[GOAL] Render the listing below as a Markdown table with the columns Row and Line, one numbered row per line, with blank lines skipped and the pictures omitted.

Start of DATA PROVIDED

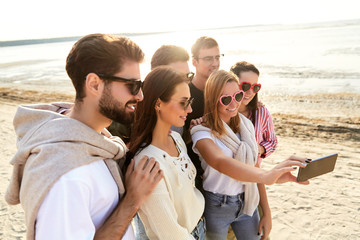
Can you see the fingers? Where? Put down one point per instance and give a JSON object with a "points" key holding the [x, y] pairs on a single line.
{"points": [[304, 183], [142, 163], [299, 159], [130, 168], [260, 227]]}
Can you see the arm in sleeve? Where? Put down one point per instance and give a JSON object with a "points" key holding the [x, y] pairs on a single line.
{"points": [[161, 215], [64, 213], [269, 141]]}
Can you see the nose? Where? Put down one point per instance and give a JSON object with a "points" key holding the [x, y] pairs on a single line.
{"points": [[189, 109], [216, 62], [139, 96]]}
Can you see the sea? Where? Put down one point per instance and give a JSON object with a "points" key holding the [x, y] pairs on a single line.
{"points": [[294, 59]]}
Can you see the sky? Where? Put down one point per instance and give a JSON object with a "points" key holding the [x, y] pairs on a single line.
{"points": [[33, 19]]}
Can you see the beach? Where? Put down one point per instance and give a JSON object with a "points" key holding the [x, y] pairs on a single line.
{"points": [[306, 125]]}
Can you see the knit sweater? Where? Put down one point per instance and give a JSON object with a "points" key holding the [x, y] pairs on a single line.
{"points": [[50, 145], [175, 206]]}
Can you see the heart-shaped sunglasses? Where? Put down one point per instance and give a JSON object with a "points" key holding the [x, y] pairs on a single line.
{"points": [[246, 86], [227, 99]]}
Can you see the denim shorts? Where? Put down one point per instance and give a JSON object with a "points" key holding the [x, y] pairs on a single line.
{"points": [[199, 231], [224, 210]]}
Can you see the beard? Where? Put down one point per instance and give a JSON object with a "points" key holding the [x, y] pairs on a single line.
{"points": [[113, 109]]}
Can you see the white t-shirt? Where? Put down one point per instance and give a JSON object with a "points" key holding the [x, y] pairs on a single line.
{"points": [[78, 203], [214, 181]]}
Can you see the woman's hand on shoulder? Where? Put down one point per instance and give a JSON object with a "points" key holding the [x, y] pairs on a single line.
{"points": [[195, 122]]}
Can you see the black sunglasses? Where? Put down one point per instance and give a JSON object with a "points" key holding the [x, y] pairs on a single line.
{"points": [[134, 85], [190, 76], [187, 103]]}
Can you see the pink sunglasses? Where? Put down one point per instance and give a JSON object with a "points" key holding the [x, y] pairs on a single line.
{"points": [[225, 100]]}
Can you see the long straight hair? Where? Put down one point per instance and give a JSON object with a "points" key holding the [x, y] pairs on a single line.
{"points": [[237, 69], [214, 87], [160, 83]]}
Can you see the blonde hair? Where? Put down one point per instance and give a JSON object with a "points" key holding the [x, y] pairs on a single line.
{"points": [[214, 88]]}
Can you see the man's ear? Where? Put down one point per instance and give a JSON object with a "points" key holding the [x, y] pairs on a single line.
{"points": [[93, 84], [157, 104], [194, 61]]}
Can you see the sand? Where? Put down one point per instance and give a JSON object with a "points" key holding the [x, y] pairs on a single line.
{"points": [[311, 126]]}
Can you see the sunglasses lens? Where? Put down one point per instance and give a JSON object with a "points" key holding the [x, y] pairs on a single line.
{"points": [[239, 96], [226, 100], [245, 86], [134, 87], [256, 88]]}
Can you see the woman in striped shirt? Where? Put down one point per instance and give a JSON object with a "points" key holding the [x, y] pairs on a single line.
{"points": [[264, 130]]}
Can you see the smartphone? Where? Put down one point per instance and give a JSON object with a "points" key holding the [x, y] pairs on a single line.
{"points": [[317, 167]]}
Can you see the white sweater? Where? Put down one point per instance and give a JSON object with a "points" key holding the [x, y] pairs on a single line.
{"points": [[176, 205]]}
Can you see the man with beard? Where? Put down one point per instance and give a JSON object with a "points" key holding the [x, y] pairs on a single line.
{"points": [[66, 170]]}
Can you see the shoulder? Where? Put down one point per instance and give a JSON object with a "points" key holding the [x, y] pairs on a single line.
{"points": [[201, 133], [262, 111]]}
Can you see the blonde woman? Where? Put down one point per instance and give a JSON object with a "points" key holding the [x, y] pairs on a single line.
{"points": [[228, 151]]}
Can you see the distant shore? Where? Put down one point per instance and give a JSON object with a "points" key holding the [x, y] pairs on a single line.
{"points": [[311, 126]]}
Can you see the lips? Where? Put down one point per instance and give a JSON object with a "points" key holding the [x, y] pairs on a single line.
{"points": [[231, 110]]}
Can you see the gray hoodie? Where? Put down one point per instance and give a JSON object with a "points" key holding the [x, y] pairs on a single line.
{"points": [[50, 145]]}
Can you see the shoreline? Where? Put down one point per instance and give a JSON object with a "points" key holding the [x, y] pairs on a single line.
{"points": [[311, 126]]}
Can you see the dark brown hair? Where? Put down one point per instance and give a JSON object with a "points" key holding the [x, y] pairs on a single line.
{"points": [[160, 83], [99, 53], [167, 54], [237, 69], [202, 42], [214, 87]]}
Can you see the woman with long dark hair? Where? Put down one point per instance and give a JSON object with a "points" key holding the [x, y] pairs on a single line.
{"points": [[174, 209]]}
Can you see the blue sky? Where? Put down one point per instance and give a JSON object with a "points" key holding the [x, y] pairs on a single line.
{"points": [[26, 19]]}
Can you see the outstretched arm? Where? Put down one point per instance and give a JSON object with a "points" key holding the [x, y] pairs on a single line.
{"points": [[140, 181], [243, 172]]}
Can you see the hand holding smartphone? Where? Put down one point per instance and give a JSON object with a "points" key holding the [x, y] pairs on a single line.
{"points": [[317, 167]]}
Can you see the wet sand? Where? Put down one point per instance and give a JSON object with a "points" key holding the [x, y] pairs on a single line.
{"points": [[312, 126]]}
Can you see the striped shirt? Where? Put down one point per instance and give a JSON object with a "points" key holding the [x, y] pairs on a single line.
{"points": [[264, 131]]}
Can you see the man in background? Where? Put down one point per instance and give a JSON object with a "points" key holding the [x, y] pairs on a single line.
{"points": [[171, 55], [206, 60]]}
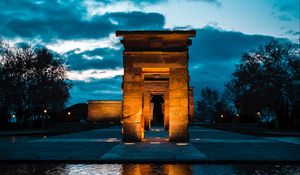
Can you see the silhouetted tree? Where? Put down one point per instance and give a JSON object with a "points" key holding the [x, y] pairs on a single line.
{"points": [[214, 107], [266, 81], [206, 105], [32, 80]]}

End of DATA PROVIDED

[RESULT]
| Row | Line |
|---|---|
| 1 | Can you see the fingers? Where? Put down one point per instance and give a JSON object with a "points" key holding the [x, y] pairs on a single line. |
| 2 | {"points": [[304, 183], [142, 163], [299, 159], [130, 168], [260, 227]]} |
| 3 | Can you see the arm in sleeve? Where? Put down one point per instance and give a JSON object with a "points" key holding the [x, y] pairs on a single line. |
| 4 | {"points": [[161, 215], [64, 213], [269, 141]]} |
| 5 | Can you see the nose? Where? Put down one point per instance and give a JSON object with a "points" key holding the [x, y] pairs on a single line. |
| 6 | {"points": [[189, 109], [216, 62], [139, 96]]} |
| 7 | Can you see the sea? Where? Put down one point per instance and give a JSON object with a "points" key holding the [x, y] pairs on a single line. |
| 8 | {"points": [[294, 59]]} |
| 9 | Can you see the sky? Where? Put down one point per instance and give a JSON object with a "points" key holding the [x, y] pairs on a single line. |
| 10 | {"points": [[33, 19]]} |
| 11 | Can you see the beach? Where? Put down one point per instance and give a JSON object with a "points" key holding the [x, y] pairs on a single line. |
| 12 | {"points": [[306, 125]]} |
| 13 | Can you see the knit sweater? Where? Put down one point per instance and give a JSON object with a "points" key holding the [x, y] pairs on a single line. |
| 14 | {"points": [[50, 145], [175, 206]]} |
| 15 | Can you see the heart-shaped sunglasses? Where? Put down one point per instance and give a JSON object with a "points" key holding the [x, y] pairs on a single line. |
| 16 | {"points": [[246, 86], [227, 99]]} |
| 17 | Can you see the denim shorts? Where? Put down one point per instance and give a JSON object with a "points" key holding the [x, y] pairs on a single line. |
| 18 | {"points": [[199, 231], [224, 210]]} |
| 19 | Can you see the beard? Where? Put down one point per instance and give a JSON object with a "points" key holding the [x, y] pairs on a single line. |
| 20 | {"points": [[113, 109]]} |
| 21 | Can you see the white t-shirt? Where? Put down one point per instance and give a JSON object with a "points" key holding the [x, y] pairs on a single line. |
| 22 | {"points": [[78, 203], [214, 181]]} |
| 23 | Can you see the woman's hand on shoulder? Where? Put down one point per instance and give a JSON object with a "points" key holding the [x, y] pairs on a single line. |
| 24 | {"points": [[195, 122]]} |
| 25 | Can you see the black sunglasses? Where? Put down one point per instance and give a JSON object with a "points" key holding the [x, y] pairs on a single line. |
| 26 | {"points": [[134, 85], [190, 76], [187, 103]]} |
| 27 | Can you see the pink sunglasses? Where? Put down one point per instance and give a JSON object with a "points" key holding the [x, y] pairs on a single line. |
| 28 | {"points": [[225, 100]]} |
| 29 | Can you see the long straight hair? Where? Put down one point per instance and give a JSON object with a "points" key holding the [x, y] pairs on a single line. |
| 30 | {"points": [[237, 69], [214, 87], [160, 83]]} |
| 31 | Can you see the blonde hair? Where? Put down one point per instance and give a JSON object with a "points" key holding the [x, y] pairs on a single line. |
| 32 | {"points": [[214, 88]]} |
| 33 | Can you see the man's ear? Where? Put down one point per instance and give a JSON object with a "points" key holding the [x, y] pairs on a single line. |
| 34 | {"points": [[93, 84], [157, 104], [194, 61]]} |
| 35 | Can you see the sand? Where? Put down one point per instance and give a JSON object with a "points" key holding the [x, y] pairs on a single line. |
| 36 | {"points": [[311, 126]]} |
| 37 | Can you see the sunglasses lens? Where? Put down one point per instance and give a JSON object with a "points" key holding the [x, y] pairs on a single line. |
| 38 | {"points": [[239, 96], [226, 100], [245, 86], [134, 87], [256, 88]]} |
| 39 | Can you see the woman in striped shirt? Where? Put down one point per instance and give a JSON object with a "points" key holding the [x, y] pairs on a single line. |
| 40 | {"points": [[264, 130]]} |
| 41 | Can you see the smartphone? Where? Put down one point per instance and give a JSON object with a "points" key holding the [x, y] pairs on a single line. |
| 42 | {"points": [[317, 167]]} |
| 43 | Can you see the white sweater? Where? Put down one point per instance and give a JSON object with a "points" key holding the [x, y] pairs on a single line. |
| 44 | {"points": [[176, 205]]} |
| 45 | Can you see the man with beard? Where? Put down one point per instance and give a JSON object with a "points" key holding the [x, y] pairs on a single line. |
| 46 | {"points": [[66, 170]]} |
| 47 | Can you see the shoulder? Where? Put down one point per instance and give a JSON object with a "points" key holding the [x, y] pairs on a single line. |
| 48 | {"points": [[201, 133], [262, 111]]} |
| 49 | Can you see the blonde woman? Where? Put down one point per instance and give a JSON object with a "points" key holding the [x, y] pairs on a single line. |
| 50 | {"points": [[228, 151]]} |
| 51 | Can you see the distant shore? Where? Put down one point per instance and give a JSON object with a "points" key holding the [x, y] pairs on a single line. |
| 52 | {"points": [[311, 126]]} |
| 53 | Can you see the lips? Where? Put down one point per instance and give a JSON object with a "points" key holding the [x, y] pairs on a single line. |
| 54 | {"points": [[231, 110]]} |
| 55 | Can you see the gray hoodie? Where? Put down one point per instance and give a JSON object with a "points" key holding the [x, y] pairs on a single line. |
| 56 | {"points": [[50, 145]]} |
| 57 | Can you see the shoreline? Where? Put down one point per instance and give a JSON object with a "points" key holding the [x, y] pairs on a single line. |
| 58 | {"points": [[311, 126]]} |
| 59 | Can you see the dark brown hair? Where? Put down one point per instance and give a JSON object with a "points" key holding the [x, y] pairs on a single line. |
| 60 | {"points": [[160, 83], [99, 53], [167, 54], [237, 69], [202, 42], [214, 87]]} |
| 61 | Can you see the woman with long dark hair? Where? Put down one point per instance and give a JSON object with a "points" key holding the [x, y] pairs on a single line. |
| 62 | {"points": [[174, 209]]} |
| 63 | Can you see the blue sky? Where? Put down one point per instance and give a JSON object with a "points" key holding the [x, y] pairs on a single line. |
| 64 | {"points": [[26, 19]]} |
| 65 | Can you see the outstretched arm? Where? Put down one point per instance and give a JSON object with a "points" key holding the [x, y] pairs on a single line. |
| 66 | {"points": [[140, 181], [243, 172]]} |
| 67 | Can you see the hand holding smartphone? Where? Put down one point per instance and give a JSON object with a "points" key holding the [x, y] pairs on a single line. |
| 68 | {"points": [[317, 167]]} |
| 69 | Can you see the wet sand? Where? Put down one point per instance and give a JSON object with a "points" key holding the [x, y] pairs on a single line. |
| 70 | {"points": [[312, 126]]} |
| 71 | Can you see the striped shirt? Where? Put down one point per instance and give a JSON object with a "points" key holding the [x, y] pairs on a single line. |
| 72 | {"points": [[264, 131]]} |
| 73 | Can you see the man in background? Where? Put down one point per instance and give a JSON object with a "points" key holding the [x, y] pairs on a single line. |
| 74 | {"points": [[171, 55], [206, 60]]} |
| 75 | Can you see the silhouetted tree? Where? Put down one point per instance and give a JSON object with a "points" key holding the [x, y] pairs on a single line. |
| 76 | {"points": [[214, 107], [266, 81], [206, 105], [32, 80]]} |